- [Task prompt] Tally the lines below that hold the string "office", and report the tally by itself.

Stored items:
= Beginning of Section =
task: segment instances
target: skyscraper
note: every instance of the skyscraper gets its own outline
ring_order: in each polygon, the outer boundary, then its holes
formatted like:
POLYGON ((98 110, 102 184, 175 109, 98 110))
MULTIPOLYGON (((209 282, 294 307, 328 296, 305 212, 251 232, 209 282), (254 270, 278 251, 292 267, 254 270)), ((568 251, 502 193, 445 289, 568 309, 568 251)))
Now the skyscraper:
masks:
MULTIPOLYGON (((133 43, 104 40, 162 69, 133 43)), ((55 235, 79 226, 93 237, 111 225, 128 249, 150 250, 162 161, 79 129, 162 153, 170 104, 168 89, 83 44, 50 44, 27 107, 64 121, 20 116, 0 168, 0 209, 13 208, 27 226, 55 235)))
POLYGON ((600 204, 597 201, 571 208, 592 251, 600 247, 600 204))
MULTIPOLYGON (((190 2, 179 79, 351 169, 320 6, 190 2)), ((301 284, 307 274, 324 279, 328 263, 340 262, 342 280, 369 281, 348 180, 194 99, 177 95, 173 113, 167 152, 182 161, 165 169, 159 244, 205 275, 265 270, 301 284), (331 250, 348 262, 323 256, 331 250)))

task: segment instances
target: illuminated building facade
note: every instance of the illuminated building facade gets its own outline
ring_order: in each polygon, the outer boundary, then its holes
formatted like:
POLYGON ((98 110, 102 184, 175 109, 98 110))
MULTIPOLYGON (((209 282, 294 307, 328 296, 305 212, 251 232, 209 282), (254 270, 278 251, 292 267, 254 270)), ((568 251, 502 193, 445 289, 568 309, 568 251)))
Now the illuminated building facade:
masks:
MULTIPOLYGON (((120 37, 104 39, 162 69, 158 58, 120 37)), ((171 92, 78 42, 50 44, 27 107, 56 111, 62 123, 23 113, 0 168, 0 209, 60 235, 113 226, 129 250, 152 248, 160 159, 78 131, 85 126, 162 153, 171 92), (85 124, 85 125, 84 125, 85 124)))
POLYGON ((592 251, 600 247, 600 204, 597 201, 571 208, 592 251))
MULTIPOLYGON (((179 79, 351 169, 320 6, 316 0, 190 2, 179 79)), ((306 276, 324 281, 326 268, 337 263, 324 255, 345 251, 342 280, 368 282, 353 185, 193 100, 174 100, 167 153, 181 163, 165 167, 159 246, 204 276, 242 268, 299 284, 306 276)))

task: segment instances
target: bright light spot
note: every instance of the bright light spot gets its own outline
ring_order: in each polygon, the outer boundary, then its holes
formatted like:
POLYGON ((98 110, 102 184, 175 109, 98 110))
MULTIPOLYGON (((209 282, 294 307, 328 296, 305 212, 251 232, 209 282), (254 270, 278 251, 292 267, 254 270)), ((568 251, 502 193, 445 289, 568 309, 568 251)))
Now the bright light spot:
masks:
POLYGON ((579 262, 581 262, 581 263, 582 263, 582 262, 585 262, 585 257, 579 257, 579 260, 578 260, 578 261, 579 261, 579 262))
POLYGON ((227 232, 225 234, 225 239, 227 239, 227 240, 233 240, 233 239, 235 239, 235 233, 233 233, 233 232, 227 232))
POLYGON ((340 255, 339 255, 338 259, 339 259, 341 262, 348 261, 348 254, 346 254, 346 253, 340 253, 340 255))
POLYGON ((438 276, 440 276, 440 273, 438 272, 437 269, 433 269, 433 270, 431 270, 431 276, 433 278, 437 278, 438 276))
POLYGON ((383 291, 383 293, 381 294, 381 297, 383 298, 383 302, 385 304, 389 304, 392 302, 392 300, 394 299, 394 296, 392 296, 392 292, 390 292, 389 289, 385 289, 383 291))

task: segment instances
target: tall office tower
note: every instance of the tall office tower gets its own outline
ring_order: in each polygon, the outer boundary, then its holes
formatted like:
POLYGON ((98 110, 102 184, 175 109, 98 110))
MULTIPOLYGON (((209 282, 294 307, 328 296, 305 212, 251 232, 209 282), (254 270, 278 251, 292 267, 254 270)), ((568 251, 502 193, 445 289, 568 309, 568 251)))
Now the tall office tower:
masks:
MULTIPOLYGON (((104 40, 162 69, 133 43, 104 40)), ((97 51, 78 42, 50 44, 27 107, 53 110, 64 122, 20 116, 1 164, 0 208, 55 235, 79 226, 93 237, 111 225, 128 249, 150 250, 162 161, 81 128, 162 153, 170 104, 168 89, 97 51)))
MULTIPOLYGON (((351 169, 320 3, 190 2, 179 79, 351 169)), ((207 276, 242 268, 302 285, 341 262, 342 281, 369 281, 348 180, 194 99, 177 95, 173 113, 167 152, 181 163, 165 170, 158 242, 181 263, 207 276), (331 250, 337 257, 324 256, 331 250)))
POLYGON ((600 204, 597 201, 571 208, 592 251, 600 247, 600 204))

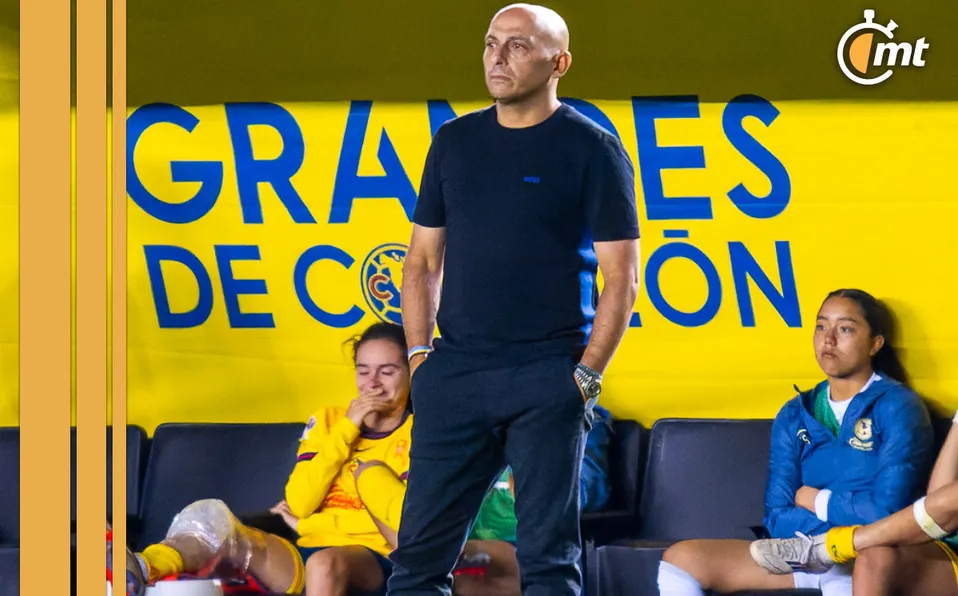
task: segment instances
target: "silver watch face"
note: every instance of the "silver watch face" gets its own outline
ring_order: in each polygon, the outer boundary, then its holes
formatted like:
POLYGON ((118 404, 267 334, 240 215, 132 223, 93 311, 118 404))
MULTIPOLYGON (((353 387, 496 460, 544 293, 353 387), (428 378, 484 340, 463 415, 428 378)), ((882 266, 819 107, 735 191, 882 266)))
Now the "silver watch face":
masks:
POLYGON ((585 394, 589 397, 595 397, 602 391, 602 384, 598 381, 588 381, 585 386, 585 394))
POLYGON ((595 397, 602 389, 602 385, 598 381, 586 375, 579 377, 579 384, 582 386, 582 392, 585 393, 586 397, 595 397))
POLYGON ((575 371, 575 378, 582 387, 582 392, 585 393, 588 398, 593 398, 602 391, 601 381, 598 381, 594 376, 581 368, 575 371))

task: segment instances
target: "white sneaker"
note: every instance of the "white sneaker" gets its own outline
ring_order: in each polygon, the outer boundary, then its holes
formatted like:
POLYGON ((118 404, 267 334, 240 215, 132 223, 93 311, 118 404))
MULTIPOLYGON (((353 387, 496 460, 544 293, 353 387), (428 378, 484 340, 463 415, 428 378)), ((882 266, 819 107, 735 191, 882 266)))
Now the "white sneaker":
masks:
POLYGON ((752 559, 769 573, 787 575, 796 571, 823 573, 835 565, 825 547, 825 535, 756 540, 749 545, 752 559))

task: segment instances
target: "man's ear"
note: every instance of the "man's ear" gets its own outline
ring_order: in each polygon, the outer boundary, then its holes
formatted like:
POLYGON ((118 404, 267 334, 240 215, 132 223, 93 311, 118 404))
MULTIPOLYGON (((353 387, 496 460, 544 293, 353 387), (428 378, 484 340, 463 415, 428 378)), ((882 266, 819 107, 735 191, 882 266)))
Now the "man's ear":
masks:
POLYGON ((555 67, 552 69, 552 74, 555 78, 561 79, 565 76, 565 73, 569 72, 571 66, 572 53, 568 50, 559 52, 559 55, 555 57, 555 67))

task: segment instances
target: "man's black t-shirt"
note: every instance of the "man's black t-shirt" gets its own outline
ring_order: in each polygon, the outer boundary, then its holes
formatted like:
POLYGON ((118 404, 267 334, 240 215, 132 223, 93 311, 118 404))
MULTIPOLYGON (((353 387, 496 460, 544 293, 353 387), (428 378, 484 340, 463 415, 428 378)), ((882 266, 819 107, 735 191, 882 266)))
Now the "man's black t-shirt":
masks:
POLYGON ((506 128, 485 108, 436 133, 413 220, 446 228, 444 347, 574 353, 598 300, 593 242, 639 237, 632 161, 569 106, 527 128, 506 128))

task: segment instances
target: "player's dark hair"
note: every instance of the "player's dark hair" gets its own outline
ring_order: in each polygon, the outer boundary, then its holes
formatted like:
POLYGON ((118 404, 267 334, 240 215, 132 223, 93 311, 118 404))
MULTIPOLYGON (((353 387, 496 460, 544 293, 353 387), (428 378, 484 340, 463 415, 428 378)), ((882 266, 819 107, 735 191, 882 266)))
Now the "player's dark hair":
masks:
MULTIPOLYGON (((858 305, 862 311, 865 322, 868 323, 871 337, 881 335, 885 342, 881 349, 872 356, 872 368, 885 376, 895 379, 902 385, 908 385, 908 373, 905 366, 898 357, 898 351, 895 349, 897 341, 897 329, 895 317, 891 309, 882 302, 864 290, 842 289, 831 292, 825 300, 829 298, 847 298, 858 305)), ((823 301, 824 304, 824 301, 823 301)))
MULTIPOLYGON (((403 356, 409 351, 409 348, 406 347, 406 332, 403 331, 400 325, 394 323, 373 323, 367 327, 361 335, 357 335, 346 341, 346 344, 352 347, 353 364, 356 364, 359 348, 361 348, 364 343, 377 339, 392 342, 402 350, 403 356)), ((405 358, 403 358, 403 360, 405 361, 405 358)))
= End of Section =
- [Written answer] 3